Items >>

☆ ☆ ☆ ☆

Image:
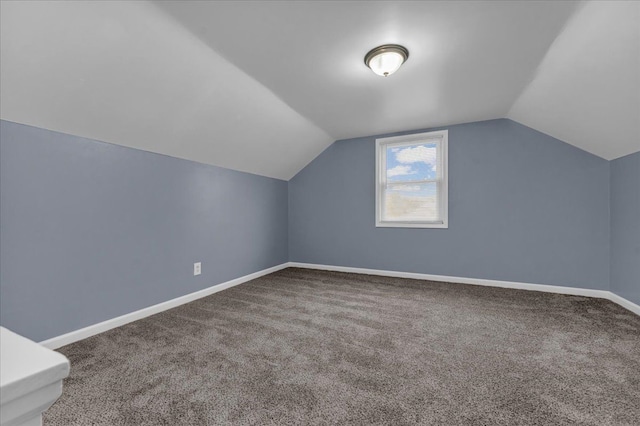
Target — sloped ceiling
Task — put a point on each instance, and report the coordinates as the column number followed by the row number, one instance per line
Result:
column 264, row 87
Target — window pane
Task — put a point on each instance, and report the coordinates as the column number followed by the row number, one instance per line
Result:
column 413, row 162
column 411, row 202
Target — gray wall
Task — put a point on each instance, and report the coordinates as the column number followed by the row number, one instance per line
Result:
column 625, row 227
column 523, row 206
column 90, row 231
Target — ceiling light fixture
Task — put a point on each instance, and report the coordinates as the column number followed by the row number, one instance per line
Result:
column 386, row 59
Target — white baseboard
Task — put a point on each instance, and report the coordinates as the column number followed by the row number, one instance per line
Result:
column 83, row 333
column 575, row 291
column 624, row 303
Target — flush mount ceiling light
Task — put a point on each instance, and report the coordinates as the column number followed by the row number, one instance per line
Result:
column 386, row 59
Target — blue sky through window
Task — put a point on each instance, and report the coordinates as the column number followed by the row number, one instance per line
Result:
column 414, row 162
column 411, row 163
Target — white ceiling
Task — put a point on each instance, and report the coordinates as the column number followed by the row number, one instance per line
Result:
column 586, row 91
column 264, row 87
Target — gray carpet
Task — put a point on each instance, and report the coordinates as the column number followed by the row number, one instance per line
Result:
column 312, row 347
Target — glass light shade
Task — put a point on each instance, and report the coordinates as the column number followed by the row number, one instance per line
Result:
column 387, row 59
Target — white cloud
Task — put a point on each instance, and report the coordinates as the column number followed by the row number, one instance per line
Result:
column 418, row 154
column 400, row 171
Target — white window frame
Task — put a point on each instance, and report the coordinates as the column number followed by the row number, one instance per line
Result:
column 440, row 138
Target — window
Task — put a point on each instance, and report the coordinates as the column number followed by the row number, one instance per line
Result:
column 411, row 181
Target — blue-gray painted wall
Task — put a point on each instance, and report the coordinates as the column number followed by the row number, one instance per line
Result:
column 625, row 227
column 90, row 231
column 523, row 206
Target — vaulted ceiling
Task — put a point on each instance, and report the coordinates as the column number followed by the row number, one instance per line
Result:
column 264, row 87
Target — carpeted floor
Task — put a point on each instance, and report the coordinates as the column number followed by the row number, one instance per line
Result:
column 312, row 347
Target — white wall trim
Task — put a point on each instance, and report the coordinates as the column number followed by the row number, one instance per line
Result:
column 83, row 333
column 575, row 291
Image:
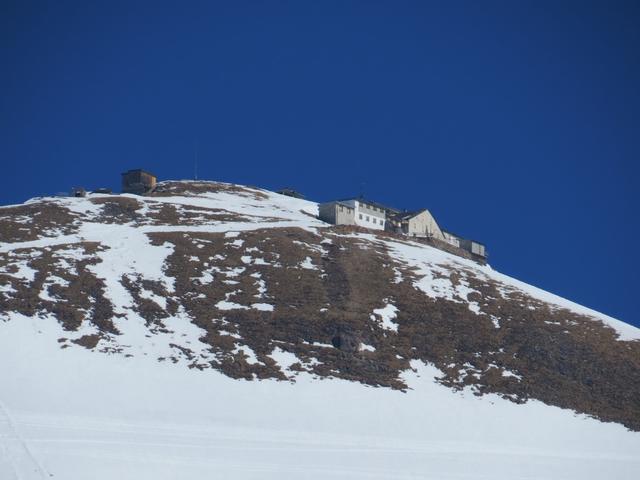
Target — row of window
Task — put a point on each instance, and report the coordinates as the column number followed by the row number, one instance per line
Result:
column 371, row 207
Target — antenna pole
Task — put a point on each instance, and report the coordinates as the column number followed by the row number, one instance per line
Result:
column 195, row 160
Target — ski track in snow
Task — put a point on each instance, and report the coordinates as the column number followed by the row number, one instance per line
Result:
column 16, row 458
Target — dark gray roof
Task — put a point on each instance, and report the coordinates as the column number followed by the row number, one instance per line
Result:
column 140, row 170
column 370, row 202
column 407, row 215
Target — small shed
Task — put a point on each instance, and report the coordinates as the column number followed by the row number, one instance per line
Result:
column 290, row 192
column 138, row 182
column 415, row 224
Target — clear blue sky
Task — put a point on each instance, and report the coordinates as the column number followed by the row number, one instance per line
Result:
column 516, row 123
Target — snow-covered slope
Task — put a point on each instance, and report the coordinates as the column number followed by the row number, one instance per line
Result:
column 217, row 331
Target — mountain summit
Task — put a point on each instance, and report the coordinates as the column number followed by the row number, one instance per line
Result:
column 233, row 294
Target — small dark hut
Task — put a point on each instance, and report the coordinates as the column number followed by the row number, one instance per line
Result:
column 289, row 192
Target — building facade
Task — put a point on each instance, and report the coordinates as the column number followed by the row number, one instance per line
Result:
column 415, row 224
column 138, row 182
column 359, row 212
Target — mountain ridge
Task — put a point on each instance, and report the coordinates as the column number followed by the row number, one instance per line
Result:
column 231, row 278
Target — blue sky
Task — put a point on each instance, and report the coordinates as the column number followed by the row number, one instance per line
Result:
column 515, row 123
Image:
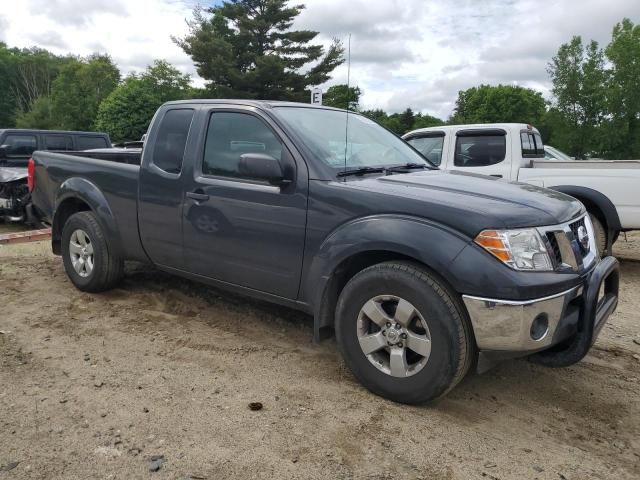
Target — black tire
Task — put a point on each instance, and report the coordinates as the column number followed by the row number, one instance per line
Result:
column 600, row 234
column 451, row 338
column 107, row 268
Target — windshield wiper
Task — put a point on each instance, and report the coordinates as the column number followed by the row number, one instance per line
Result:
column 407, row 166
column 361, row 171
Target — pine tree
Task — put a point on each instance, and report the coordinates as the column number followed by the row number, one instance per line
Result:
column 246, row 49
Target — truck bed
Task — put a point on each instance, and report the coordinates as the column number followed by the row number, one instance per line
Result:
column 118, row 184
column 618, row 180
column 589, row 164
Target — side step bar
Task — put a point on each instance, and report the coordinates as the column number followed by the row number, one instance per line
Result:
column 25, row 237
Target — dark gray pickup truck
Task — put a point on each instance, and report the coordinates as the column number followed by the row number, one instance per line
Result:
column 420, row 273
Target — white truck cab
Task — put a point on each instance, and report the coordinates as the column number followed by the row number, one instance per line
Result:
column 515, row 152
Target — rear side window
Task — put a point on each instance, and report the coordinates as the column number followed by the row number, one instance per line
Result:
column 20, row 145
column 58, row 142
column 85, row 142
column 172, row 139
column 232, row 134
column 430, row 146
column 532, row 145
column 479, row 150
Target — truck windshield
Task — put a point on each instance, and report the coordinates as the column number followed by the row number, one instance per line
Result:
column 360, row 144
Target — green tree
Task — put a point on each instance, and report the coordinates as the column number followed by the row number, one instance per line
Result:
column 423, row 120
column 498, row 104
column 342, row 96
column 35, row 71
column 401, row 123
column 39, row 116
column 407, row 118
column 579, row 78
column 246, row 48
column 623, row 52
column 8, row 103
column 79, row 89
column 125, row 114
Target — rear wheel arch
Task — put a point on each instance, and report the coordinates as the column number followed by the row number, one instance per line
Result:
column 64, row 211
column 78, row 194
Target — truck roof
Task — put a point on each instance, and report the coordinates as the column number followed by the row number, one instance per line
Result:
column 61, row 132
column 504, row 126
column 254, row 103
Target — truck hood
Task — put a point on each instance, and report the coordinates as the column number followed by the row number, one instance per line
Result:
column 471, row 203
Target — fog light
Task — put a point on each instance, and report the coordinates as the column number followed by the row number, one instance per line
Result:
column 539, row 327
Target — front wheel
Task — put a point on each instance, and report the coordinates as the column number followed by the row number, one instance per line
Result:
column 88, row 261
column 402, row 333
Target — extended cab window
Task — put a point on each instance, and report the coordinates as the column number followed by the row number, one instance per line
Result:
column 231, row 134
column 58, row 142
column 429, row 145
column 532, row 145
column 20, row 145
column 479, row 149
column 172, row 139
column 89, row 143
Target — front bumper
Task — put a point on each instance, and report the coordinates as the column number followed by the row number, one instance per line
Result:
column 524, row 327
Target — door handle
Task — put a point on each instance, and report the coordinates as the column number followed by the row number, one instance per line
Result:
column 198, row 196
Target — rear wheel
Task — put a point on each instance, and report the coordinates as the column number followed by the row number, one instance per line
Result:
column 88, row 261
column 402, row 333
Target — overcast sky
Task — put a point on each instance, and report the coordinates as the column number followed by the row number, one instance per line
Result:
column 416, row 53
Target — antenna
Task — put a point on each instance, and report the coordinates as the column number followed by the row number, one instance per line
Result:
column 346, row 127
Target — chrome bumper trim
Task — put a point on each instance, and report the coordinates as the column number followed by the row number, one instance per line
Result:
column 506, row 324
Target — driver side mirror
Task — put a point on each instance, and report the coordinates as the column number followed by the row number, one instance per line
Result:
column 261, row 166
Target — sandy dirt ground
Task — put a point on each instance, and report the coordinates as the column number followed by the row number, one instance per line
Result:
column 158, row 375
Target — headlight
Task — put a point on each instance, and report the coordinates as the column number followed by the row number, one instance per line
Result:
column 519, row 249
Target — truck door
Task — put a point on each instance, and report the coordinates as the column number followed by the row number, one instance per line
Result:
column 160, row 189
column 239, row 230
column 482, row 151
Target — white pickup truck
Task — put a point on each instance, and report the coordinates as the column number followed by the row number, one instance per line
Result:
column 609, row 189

☆ ☆ ☆ ☆

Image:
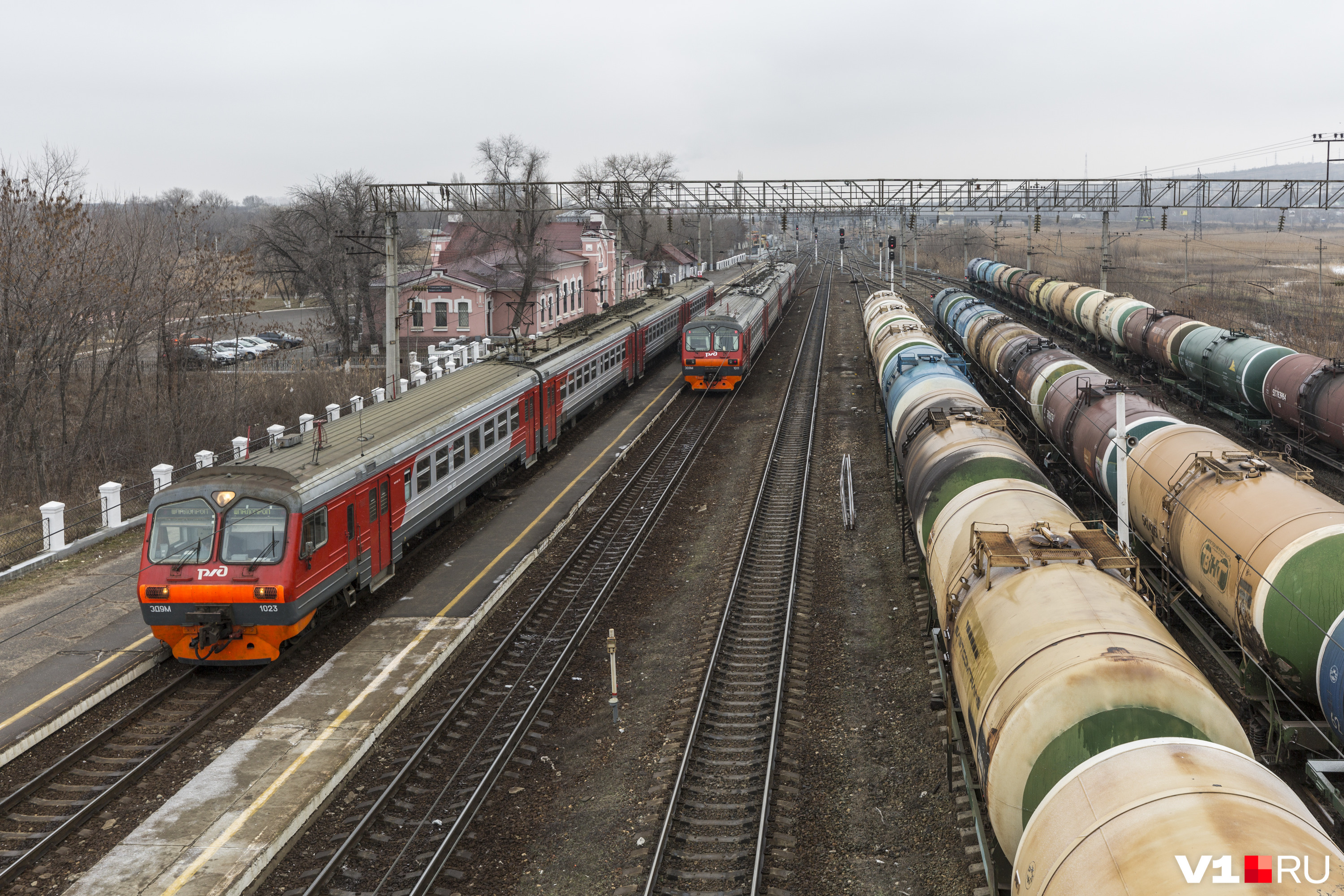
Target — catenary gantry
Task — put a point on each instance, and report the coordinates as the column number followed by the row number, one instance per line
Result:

☆ ☆ ☆ ☆

Task goal >> Rewrite everything from the line containing "Target — truck windshield" down to the line containing "column 360, row 144", changing "column number" to "horizontal coordinate" and leaving the rest of those lines as they are.

Answer to this problem >>
Target — truck windshield
Task — put a point on each instance, and report the coordinates as the horizontal coordinate followed by the row number, one instance per line
Result:
column 360, row 144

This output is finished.